▶ _EXERCISE BRIEF_: Convert the material below, from the line containing "Exercise. Annotate the silver" through the line containing "x=321, y=277", into a JSON list of strings with one string per line, leaving out blank lines and anything outside that stretch.

____

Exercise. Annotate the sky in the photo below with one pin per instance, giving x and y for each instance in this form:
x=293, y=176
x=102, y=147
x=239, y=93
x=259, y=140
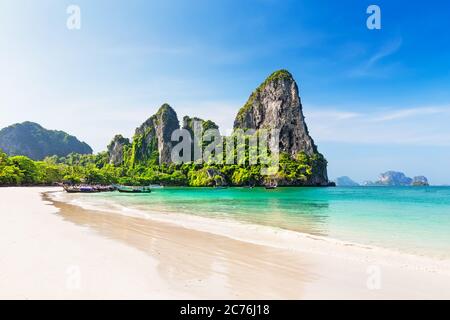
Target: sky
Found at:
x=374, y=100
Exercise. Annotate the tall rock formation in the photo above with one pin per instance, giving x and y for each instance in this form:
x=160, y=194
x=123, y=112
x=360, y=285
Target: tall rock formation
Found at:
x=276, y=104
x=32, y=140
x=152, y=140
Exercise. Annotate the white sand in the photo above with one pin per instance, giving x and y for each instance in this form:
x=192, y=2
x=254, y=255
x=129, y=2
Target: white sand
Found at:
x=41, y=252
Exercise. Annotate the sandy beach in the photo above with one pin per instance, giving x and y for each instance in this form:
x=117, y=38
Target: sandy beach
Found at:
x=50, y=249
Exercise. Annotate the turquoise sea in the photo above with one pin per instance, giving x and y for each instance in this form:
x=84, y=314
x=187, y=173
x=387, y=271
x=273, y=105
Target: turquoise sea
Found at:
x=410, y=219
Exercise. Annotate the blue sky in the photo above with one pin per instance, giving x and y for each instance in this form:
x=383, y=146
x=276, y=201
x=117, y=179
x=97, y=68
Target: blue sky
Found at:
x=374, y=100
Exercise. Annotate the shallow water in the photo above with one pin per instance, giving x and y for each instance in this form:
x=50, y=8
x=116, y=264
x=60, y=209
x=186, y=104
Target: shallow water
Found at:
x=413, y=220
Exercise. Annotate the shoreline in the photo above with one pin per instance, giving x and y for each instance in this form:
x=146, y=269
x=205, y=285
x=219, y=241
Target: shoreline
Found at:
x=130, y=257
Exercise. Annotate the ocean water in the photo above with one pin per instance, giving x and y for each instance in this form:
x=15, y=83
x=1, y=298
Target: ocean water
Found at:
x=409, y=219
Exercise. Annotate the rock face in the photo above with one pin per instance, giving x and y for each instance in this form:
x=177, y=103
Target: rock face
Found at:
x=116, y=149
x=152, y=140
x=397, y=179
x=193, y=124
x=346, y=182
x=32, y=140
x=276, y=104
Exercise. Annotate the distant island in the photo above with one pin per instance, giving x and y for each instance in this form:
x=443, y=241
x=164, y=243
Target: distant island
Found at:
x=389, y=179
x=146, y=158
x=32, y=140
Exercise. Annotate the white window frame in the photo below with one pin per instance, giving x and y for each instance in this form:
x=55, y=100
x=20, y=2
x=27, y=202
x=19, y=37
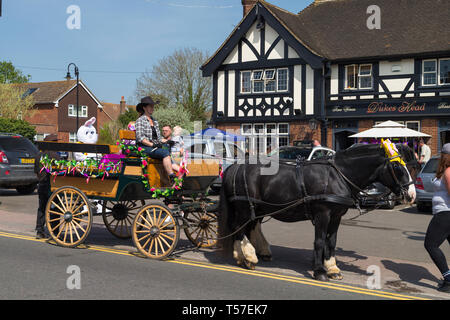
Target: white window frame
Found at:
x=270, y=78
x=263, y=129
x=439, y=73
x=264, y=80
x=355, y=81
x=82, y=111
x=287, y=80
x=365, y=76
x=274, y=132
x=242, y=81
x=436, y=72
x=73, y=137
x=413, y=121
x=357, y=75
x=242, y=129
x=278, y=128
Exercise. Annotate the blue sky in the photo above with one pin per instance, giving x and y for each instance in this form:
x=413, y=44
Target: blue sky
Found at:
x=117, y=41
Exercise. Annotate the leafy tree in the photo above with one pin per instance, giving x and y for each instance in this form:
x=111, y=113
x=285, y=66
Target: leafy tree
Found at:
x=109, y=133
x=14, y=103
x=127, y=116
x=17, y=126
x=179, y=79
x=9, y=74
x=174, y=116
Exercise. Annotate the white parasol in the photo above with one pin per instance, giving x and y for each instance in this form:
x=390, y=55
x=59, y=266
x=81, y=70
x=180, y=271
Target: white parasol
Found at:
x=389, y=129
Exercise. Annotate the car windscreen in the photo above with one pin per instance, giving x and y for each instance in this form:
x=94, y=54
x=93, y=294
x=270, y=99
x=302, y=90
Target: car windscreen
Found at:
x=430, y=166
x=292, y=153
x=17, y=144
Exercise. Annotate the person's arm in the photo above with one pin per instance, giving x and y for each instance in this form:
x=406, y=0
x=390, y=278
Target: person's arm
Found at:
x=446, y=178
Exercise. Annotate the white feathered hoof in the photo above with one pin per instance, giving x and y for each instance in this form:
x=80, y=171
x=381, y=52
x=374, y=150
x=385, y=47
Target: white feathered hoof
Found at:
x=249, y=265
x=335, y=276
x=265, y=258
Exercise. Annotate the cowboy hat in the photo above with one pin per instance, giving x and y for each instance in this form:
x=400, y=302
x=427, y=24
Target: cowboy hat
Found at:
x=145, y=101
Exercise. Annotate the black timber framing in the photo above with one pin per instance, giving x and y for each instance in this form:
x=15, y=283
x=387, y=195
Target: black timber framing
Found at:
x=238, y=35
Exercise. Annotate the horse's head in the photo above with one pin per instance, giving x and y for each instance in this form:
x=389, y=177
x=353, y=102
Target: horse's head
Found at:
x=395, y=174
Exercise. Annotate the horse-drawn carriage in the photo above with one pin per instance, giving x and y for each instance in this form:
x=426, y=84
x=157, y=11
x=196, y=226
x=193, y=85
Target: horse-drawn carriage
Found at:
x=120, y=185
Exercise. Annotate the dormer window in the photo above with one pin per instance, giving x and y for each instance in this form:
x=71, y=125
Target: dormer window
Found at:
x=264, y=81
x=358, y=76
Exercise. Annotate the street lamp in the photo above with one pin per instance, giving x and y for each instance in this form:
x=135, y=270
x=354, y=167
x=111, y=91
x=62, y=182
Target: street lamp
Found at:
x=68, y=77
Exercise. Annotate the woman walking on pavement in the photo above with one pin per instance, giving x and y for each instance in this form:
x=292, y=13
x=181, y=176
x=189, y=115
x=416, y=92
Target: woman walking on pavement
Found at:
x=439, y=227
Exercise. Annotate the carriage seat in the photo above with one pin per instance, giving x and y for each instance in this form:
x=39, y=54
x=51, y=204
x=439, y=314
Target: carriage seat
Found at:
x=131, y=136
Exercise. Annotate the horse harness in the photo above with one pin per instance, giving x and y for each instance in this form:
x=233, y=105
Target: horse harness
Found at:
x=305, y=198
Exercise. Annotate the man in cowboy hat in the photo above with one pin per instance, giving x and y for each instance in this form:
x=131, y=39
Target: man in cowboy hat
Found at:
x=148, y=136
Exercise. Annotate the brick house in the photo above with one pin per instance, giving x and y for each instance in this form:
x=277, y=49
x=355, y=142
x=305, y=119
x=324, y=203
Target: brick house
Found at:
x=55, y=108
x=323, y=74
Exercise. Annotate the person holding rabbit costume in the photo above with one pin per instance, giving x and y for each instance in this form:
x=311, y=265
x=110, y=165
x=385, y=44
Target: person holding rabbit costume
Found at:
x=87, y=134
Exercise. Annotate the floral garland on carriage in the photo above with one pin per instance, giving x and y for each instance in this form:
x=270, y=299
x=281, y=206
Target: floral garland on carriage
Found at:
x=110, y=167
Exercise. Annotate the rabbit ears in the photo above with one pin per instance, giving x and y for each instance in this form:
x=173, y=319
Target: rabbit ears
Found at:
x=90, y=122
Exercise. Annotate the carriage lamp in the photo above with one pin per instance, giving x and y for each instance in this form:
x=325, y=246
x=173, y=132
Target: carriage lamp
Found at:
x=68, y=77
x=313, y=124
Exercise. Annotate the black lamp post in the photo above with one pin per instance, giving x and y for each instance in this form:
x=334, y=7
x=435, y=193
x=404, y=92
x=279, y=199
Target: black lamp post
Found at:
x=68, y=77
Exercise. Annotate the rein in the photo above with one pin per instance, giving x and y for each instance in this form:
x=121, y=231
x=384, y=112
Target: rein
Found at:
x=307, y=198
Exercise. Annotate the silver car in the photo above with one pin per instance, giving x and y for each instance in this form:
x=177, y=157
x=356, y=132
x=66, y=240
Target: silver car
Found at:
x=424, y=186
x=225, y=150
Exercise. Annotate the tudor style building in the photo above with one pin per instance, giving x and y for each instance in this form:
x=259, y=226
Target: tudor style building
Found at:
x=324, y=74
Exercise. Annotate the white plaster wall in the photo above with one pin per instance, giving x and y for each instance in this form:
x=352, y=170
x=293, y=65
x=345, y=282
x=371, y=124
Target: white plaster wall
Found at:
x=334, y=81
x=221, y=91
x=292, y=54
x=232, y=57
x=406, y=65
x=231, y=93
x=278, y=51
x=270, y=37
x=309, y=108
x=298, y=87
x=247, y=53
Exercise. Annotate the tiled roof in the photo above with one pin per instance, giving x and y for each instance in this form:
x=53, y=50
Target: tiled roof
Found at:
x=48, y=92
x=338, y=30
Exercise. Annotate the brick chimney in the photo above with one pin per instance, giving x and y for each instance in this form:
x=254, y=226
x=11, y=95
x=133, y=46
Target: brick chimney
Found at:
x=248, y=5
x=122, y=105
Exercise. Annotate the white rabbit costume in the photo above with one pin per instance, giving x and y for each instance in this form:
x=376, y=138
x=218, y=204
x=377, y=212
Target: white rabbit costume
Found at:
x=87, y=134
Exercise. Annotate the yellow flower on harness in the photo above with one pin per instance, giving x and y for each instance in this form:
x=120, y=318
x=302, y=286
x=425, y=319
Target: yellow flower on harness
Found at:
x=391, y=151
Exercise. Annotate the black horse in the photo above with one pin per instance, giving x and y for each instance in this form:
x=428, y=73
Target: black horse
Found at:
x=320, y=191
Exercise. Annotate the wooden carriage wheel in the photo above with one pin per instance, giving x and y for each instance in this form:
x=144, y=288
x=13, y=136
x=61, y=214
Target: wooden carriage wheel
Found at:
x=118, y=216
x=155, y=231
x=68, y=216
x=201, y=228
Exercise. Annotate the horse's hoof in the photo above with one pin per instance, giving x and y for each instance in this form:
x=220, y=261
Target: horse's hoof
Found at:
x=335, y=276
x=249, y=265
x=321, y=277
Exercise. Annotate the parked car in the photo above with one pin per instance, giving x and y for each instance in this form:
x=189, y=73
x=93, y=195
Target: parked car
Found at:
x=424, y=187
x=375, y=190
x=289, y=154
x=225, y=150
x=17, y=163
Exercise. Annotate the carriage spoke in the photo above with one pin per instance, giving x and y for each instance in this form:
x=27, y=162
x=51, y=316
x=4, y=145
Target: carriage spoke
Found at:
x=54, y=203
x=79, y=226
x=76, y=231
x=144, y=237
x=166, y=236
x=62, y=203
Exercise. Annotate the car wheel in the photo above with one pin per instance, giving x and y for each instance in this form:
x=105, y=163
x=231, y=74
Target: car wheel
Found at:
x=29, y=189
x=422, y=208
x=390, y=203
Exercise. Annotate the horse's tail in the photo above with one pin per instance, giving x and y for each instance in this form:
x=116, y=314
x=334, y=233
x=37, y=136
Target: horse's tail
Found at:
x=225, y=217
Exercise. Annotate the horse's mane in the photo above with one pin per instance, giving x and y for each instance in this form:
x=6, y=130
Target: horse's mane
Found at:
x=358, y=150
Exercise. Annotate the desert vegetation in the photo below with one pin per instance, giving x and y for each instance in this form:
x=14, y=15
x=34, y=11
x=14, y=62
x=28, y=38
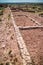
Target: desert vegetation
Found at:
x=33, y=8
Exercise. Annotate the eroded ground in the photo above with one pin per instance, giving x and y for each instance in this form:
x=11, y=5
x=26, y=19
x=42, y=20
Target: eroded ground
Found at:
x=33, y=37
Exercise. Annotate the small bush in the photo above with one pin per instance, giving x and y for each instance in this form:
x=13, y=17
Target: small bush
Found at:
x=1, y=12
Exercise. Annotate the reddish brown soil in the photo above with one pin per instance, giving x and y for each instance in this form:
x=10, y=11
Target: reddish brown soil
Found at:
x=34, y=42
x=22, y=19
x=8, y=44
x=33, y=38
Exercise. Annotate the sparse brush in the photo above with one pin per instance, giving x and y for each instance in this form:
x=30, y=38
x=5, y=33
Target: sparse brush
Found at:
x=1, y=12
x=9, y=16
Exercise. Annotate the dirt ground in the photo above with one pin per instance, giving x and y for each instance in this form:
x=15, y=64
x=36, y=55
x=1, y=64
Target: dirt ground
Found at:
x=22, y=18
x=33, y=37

____

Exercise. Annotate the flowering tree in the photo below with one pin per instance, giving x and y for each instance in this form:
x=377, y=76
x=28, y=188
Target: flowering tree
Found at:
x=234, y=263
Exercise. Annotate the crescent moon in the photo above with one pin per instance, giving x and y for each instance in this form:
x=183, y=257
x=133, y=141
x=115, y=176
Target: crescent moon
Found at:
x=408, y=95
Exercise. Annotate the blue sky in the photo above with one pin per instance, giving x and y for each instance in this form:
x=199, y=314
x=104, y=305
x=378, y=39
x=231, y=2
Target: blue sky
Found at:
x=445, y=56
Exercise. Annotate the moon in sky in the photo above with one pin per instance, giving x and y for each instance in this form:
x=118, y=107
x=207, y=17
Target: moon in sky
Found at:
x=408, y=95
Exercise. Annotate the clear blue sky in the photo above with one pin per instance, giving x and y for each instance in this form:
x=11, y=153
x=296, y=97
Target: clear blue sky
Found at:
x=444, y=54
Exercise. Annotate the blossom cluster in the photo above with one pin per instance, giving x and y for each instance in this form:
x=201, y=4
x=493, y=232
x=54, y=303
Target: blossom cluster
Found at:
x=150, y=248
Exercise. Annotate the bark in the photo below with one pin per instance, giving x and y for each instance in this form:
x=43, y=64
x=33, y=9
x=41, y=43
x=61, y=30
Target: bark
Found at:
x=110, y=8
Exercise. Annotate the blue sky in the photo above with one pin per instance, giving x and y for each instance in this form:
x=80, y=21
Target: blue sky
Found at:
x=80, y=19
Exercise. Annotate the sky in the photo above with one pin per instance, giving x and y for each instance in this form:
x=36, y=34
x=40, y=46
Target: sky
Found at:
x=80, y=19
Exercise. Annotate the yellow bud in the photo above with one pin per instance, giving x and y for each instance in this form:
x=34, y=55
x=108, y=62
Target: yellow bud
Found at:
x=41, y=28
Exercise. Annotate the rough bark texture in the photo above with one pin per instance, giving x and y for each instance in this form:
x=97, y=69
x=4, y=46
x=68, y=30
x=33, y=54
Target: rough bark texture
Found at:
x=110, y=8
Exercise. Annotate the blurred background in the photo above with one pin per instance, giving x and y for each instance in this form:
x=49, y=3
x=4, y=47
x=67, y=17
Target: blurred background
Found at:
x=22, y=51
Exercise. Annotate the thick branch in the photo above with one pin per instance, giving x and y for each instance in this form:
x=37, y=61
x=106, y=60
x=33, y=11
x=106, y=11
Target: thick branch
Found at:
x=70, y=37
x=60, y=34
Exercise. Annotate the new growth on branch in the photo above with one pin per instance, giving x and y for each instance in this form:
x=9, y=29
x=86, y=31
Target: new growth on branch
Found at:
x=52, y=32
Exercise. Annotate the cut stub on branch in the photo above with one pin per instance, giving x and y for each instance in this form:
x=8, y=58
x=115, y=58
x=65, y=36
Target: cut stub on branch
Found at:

____

▶ _RESULT BELOW_:
[
  "Exercise. Annotate the silver car in the photo above with one pin per instance, giving x and y for each instance in this form:",
  "x=177, y=157",
  "x=356, y=132",
  "x=66, y=240",
  "Target: silver car",
  "Found at:",
  "x=424, y=186",
  "x=225, y=150",
  "Exercise. Annotate the tudor style building in the photo above with one pin per instance, giving x and y for each instance in this form:",
  "x=259, y=226",
  "Target: tudor style building",
  "Found at:",
  "x=324, y=74",
  "Exercise. Annotate the white plaster wall in the photo above with one pin per instance, giving x and y for each instance in this form:",
  "x=352, y=170",
  "x=293, y=65",
  "x=345, y=282",
  "x=371, y=124",
  "Target: white plaster wall",
  "Found at:",
  "x=334, y=81",
  "x=221, y=91",
  "x=292, y=54",
  "x=232, y=57",
  "x=406, y=65",
  "x=231, y=93",
  "x=278, y=51",
  "x=270, y=37",
  "x=309, y=108",
  "x=298, y=87",
  "x=247, y=53",
  "Exercise. Annotate the tiled roof in the photo above with one pin per instance, giving x and y for each instance in this form:",
  "x=53, y=50",
  "Target: tiled roof",
  "Found at:",
  "x=48, y=92",
  "x=338, y=30",
  "Exercise. Annotate the brick chimney in the photo above with one pin per instance, giving x and y for each instance in this form:",
  "x=254, y=226",
  "x=11, y=95",
  "x=133, y=46",
  "Target: brick chimney",
  "Found at:",
  "x=248, y=5",
  "x=122, y=105",
  "Exercise. Annotate the white rabbit costume in the photo above with one pin per instance, giving x and y for each instance in this form:",
  "x=376, y=138",
  "x=218, y=204",
  "x=377, y=212",
  "Target: white rabbit costume",
  "Found at:",
  "x=87, y=134",
  "Exercise. Annotate the yellow flower on harness in the photo above with one pin per instance, giving x and y for each instance in this form:",
  "x=120, y=318",
  "x=302, y=286",
  "x=425, y=319",
  "Target: yellow flower on harness",
  "Found at:",
  "x=391, y=151",
  "Exercise. Annotate the black horse in the photo above with one pin per instance, giving x and y for each instance in this form:",
  "x=428, y=73",
  "Target: black horse",
  "Found at:",
  "x=320, y=191",
  "Exercise. Annotate the wooden carriage wheel in the photo above with one pin per instance, giving x and y for each instance in this form:",
  "x=144, y=288",
  "x=13, y=136",
  "x=61, y=214",
  "Target: wooden carriage wheel",
  "Found at:",
  "x=118, y=216",
  "x=155, y=231",
  "x=68, y=216",
  "x=201, y=228",
  "Exercise. Annotate the horse's hoof in the photo above with one pin per instance, giving x and y for each instance in this form:",
  "x=220, y=261",
  "Target: horse's hoof",
  "Found at:",
  "x=335, y=276",
  "x=249, y=265",
  "x=321, y=277"
]